Content starts

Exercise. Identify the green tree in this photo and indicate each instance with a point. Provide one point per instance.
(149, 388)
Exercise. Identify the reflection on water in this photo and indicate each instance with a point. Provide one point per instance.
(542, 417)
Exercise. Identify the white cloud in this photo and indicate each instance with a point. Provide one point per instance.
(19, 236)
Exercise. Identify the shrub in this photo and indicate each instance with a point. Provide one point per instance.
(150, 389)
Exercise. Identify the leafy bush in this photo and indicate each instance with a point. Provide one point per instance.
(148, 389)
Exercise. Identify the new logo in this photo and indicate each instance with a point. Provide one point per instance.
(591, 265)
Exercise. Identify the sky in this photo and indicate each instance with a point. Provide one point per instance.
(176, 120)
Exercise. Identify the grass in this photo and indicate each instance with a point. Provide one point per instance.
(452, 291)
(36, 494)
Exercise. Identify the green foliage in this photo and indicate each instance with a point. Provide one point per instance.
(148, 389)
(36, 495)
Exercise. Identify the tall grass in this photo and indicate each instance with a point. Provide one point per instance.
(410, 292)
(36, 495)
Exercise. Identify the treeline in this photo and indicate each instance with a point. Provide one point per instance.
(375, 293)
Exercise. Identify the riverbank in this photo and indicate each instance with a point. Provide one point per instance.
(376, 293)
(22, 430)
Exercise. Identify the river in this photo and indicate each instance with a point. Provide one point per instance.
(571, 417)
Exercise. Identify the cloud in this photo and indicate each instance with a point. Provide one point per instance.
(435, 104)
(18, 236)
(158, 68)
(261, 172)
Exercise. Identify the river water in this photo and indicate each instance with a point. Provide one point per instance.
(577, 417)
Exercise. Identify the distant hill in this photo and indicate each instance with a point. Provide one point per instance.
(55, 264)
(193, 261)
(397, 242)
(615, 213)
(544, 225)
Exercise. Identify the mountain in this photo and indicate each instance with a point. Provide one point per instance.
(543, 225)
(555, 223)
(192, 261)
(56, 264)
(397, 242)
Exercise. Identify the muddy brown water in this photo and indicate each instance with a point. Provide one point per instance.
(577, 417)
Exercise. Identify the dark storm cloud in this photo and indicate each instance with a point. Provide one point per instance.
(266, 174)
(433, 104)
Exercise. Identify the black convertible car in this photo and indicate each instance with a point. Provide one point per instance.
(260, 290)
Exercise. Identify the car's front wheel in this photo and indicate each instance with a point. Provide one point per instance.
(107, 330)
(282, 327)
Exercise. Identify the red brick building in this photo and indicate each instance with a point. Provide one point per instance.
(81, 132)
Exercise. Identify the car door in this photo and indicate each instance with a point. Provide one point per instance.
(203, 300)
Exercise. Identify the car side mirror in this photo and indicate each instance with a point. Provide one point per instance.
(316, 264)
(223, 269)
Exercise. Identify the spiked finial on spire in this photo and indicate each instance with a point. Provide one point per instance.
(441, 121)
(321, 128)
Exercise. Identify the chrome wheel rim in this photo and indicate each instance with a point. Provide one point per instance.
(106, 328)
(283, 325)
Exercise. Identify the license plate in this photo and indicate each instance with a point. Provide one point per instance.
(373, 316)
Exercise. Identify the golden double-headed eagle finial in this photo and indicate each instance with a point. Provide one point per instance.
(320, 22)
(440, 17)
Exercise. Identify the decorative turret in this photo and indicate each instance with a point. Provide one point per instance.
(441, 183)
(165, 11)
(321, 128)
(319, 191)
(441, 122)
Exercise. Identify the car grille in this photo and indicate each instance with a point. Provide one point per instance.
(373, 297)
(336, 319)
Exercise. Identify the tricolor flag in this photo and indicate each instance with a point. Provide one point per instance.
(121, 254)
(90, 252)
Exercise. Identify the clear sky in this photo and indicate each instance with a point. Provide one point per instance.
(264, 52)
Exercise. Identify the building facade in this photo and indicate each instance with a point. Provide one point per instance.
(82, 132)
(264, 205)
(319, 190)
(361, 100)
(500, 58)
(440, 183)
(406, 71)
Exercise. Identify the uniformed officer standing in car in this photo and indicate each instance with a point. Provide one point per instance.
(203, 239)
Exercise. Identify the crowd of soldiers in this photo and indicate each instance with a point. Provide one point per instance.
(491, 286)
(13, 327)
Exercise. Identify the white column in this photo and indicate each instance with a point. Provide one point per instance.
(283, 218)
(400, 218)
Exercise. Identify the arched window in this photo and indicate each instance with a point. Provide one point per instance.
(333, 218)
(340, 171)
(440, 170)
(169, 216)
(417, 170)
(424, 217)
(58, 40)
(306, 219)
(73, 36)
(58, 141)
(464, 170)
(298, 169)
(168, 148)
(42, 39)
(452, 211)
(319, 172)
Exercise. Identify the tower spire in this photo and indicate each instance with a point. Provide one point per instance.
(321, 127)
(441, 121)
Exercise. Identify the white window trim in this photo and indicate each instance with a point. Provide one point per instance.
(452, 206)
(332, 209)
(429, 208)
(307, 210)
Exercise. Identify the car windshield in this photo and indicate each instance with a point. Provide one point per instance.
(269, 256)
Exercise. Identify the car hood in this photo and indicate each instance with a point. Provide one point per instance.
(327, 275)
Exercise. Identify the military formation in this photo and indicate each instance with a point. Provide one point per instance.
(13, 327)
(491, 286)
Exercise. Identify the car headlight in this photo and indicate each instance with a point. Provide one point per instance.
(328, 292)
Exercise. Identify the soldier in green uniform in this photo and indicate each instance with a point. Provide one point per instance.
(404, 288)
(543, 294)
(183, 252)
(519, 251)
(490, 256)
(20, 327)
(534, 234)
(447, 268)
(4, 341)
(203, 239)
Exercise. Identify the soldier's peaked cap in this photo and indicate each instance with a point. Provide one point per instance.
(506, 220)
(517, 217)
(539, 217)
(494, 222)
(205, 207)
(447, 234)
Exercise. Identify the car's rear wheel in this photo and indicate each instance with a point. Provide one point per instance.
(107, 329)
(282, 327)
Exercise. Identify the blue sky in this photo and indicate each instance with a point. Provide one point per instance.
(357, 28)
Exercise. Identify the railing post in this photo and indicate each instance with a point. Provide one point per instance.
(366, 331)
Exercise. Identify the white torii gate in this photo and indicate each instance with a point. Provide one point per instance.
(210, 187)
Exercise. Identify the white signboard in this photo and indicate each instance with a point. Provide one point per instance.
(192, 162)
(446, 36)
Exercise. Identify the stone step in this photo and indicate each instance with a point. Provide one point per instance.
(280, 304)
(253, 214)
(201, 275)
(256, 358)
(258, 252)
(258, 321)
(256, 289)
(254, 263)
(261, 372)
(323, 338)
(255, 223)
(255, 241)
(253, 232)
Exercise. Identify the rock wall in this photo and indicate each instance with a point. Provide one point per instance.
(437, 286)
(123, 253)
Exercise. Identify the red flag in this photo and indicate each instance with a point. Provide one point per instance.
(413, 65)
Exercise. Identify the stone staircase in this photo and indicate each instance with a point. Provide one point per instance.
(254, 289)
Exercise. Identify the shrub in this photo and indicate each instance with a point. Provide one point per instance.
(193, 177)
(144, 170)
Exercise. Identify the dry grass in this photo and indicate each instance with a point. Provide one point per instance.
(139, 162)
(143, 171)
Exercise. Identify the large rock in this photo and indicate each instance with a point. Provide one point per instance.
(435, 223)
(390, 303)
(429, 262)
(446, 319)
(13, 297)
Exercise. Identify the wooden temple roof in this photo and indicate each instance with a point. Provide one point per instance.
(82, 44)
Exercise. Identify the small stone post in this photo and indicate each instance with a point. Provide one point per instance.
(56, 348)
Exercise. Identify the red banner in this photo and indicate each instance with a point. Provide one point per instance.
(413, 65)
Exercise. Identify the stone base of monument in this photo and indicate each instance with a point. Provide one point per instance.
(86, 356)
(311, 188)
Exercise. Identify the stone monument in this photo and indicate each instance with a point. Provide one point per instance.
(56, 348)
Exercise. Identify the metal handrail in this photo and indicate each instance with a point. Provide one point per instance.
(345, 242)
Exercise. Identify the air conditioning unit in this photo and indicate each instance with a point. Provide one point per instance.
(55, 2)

Content ends

TASK GOAL
The line containing "Exercise. Identify the wooden" and each line after it through the end of the listing above must be printed exactly, with nothing added.

RESULT OF THE TASK
Exercise. Identify the wooden temple roof in this photo and indicate each instance with a point. Provide one point per instance.
(82, 44)
Exercise. Identify the small stone post in this photo and indicate each instance with a point. Provide one point per instance.
(56, 348)
Exercise. Identify the red banner in this photo and indicate each instance with a point. Provide one point per instance.
(413, 65)
Exercise. Identify the stone base of monument in this photo and indicate each instance with a point. Provide one point per instance.
(86, 356)
(311, 188)
Exercise. Identify the stone monument in this photo and indicate each instance with a point. Provide one point per instance.
(56, 348)
Exercise. Identify the metal handrail in this photo and indicate each instance with a point. Provide one point per instance.
(345, 242)
Exercise. Identify the air conditioning unit in this photo and indicate each instance with a point. Provide one point per instance.
(55, 2)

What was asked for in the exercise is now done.